_Excerpted passage_:
I saw an LLM having this kind of problem when I was doing some testing a ways ba...

spockz · 2024-10-31T06:16:21 1730355381

How much does this align with how we learn math? We kind of instinctively learn the answers to simple math questions. We can even at some point develop an intuition for things like integrating and differentials. But the moment we are asked to explain why, or worse provide a proof, things become a lot harder. Even though the initial answer may be correct.

larodi · 2024-10-31T09:51:41 1730368301

I definitely don’t learn math by means of gradient descents.

We can possibly say math is not learned, but a mental models of abstractions are developed. How? We dunno, but what we do know is we don’t learn by figuring the common features between all previously seen equations only to guess them later…

Mind operates on higher and higher levels of abstractions building on each other in a much fascinating way, very often not with words, but with structure and images.

Of course there are people with aphantasia, but i really fail to see how any reasoning happens in purely language level. Someone on this forum also noted - in order to reason one needs an ontology to facilitate the reasoning process. LLMs don’t do ontologies…

And finally, not least though, LLM and ML people in general seem to equate intuition to some sort biased.random(). Well intuition is not random, and is hard to describe in words. So are awe and inspiration. And these ARE part of (precondition to, fuel for) humanity’s thought process more that we like to admit.

shotnothing · 2024-10-31T15:23:25 1730388205

> I definitely don’t learn math by means of gradient descents.

https://physoc.onlinelibrary.wiley.com/doi/10.1113/JP282747

larodi · 2024-10-31T23:10:56 1730416256

The fact it (is suggested / we are led to believe / was recently imlied ) the neurons can be explained to be doing something like it on the underlying layer still says little about the process of forming ontological context needed for any kind of syllogism.

[Stored data entries]
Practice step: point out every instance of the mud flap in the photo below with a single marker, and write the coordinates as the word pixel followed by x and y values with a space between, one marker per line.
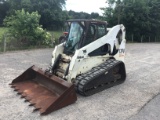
pixel 46 93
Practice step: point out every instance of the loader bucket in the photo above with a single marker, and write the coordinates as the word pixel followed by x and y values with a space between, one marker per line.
pixel 46 93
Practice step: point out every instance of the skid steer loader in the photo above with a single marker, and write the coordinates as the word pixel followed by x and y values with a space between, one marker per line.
pixel 90 59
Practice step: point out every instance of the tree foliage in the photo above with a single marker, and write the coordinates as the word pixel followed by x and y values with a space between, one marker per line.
pixel 140 17
pixel 83 15
pixel 52 16
pixel 25 28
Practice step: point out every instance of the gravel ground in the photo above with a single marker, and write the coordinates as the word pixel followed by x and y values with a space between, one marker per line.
pixel 133 99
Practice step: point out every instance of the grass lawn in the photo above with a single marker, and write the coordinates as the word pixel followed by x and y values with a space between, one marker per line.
pixel 2 31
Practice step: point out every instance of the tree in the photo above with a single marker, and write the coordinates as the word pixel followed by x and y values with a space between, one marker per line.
pixel 50 11
pixel 4 7
pixel 140 17
pixel 25 28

_About this task_:
Copy the stretch of the forum thread on learning math from "We can possibly" up to and including "structure and images.", changing "abstractions" to "concepts" throughout it.

_Exercise response_:
We can possibly say math is not learned, but a mental models of concepts are developed. How? We dunno, but what we do know is we don’t learn by figuring the common features between all previously seen equations only to guess them later…

Mind operates on higher and higher levels of concepts building on each other in a much fascinating way, very often not with words, but with structure and images.